Osservo i miei numerosi alunni, ma ascolto anche le condivisioni di amiche, mamme, con figli in età scolare, come pure le domande scomode e provocatorie che qualche amico sempre mi pone, punzecchiandomi quando si finisce a parlare di scuola. Fino a che punto è bene differenziare la didattica per permettere a ciascuno di trovare spazi, tempi e modi propri? In che modo la presenza di un maggior numero di alunni con Bisogni educativi speciali (BES) la influenza direzionandola, appunto, verso una maggiore “frammentazione”? Tale personificazione è realmente positiva? E fino a che punto, invece, bisognerebbe ri-tornare a una lezione frontale, nozionistica o in cui comunque il docente sia il protagonista-amministratore del sapere dando a tutti lo stesso cibo? È giusto differenziare sempre? Tutti i docenti sanno farlo? E in modo efficace? Non si rischia di rendere “padrone” egocentrico ogni singolo alunno proprio in un’epoca in cui è l’individualismo il grande nemico della società? Forse la risposta potrebbe apparire retorica.
Questo periodo dell’anno sono le settimane in cui le famiglie dei ragazzi a cui viene stilato un Piano didattico personalizzato (PDP) o un Piano educativo individualizzato (PEI) vengono convocate per firmarlo e sigillare una formale alleanza tra agenzie educative che si prendono cura dello studente.

**Elenco fornito**.
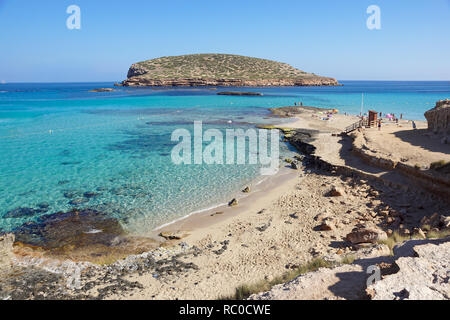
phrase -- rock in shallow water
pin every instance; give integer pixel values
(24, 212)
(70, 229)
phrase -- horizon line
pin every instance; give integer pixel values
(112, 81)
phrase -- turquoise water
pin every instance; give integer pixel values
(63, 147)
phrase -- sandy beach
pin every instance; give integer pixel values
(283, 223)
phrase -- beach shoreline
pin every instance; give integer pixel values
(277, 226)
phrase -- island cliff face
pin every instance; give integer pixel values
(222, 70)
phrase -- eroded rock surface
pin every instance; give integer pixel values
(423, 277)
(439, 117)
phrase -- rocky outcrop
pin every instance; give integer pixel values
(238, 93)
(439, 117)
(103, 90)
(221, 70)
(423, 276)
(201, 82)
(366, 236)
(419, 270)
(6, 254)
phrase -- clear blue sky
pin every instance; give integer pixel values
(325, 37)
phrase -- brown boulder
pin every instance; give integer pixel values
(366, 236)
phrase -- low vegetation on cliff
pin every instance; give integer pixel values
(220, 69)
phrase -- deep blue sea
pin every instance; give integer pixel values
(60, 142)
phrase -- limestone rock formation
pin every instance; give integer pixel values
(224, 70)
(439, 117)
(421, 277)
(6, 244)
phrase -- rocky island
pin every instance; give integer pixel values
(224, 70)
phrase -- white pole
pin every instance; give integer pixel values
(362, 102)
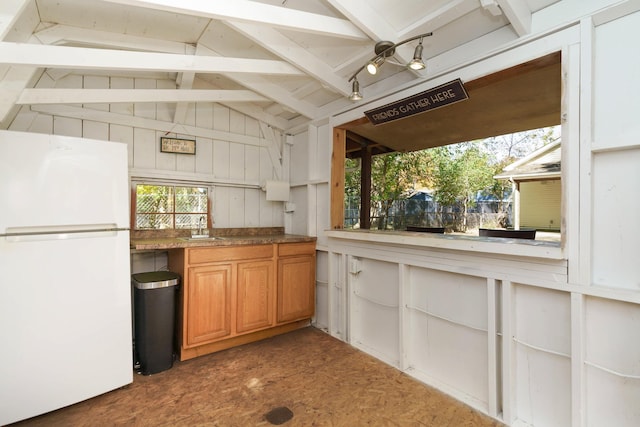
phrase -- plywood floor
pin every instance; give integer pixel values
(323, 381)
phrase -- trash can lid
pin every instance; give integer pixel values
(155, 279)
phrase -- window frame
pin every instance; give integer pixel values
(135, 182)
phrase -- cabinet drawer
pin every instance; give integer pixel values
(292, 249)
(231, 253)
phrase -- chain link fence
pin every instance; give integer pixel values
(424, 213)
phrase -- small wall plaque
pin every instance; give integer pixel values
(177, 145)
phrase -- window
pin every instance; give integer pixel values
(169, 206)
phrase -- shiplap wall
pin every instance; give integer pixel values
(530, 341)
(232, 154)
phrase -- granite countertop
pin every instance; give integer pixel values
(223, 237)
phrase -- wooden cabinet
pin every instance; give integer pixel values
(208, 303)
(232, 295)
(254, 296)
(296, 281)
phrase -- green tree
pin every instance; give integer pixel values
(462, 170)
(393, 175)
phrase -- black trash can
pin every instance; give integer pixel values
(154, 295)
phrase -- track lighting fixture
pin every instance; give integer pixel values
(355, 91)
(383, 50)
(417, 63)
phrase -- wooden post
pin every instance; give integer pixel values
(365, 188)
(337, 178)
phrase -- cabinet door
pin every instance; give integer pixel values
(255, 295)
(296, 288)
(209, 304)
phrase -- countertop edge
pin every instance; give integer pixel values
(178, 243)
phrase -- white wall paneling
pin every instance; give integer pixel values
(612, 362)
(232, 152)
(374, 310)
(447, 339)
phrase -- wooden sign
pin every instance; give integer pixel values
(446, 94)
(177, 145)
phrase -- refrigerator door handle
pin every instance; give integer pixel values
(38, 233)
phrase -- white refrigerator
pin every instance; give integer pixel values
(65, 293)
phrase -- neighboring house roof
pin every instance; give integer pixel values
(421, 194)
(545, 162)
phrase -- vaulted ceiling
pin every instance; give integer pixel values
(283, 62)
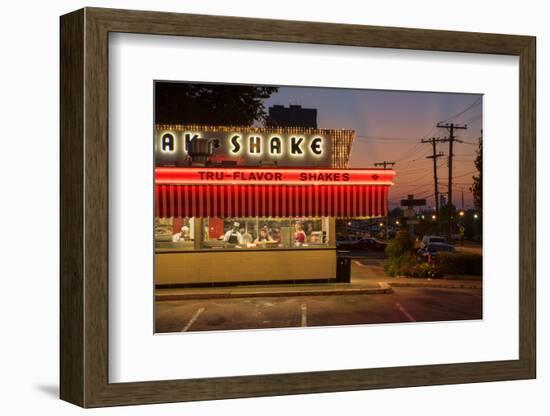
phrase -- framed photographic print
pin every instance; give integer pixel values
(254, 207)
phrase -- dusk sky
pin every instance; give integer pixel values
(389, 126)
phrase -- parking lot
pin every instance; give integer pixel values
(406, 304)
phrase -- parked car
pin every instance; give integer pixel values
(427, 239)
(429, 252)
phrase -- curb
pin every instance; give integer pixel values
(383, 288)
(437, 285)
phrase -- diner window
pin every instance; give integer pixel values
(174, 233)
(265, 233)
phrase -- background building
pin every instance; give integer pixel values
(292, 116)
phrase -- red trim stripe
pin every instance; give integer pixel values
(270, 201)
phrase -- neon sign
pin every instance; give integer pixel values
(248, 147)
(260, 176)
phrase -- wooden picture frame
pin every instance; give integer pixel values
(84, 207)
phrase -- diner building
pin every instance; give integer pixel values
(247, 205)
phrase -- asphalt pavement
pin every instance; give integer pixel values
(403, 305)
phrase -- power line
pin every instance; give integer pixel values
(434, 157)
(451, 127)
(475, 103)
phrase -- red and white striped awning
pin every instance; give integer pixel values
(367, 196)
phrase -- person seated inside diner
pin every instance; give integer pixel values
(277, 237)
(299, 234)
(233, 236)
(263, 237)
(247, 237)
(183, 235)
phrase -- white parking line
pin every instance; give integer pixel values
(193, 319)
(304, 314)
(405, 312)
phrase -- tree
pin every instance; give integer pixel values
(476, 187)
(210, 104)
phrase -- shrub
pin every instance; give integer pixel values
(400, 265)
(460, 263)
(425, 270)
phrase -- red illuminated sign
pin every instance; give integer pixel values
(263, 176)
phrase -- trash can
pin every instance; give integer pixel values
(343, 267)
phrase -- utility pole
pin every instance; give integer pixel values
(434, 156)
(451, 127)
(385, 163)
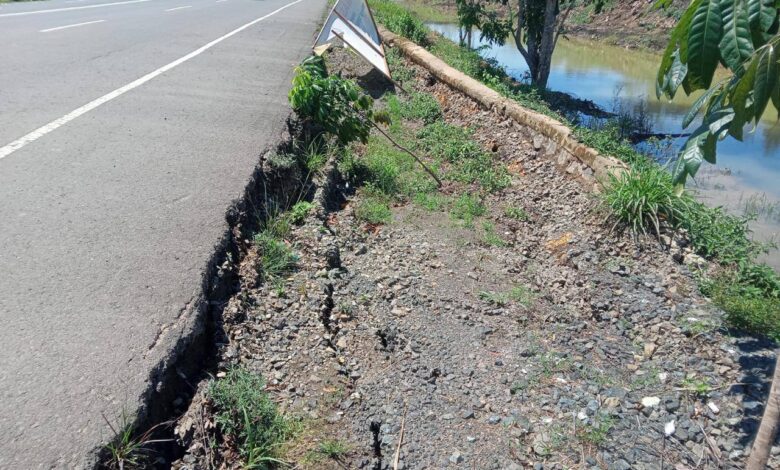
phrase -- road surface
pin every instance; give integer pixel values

**Consegna**. Secondo il testo fornito, per quale scopo in questo periodo dell'anno vengono convocate le famiglie degli studenti con un PDP o un PEI?

**Risultato**. Le famiglie vengono convocate per firmare il Piano didattico personalizzato (PDP) o il Piano educativo individualizzato (PEI). La firma sigilla una formale alleanza tra le agenzie educative che si prendono cura dello studente.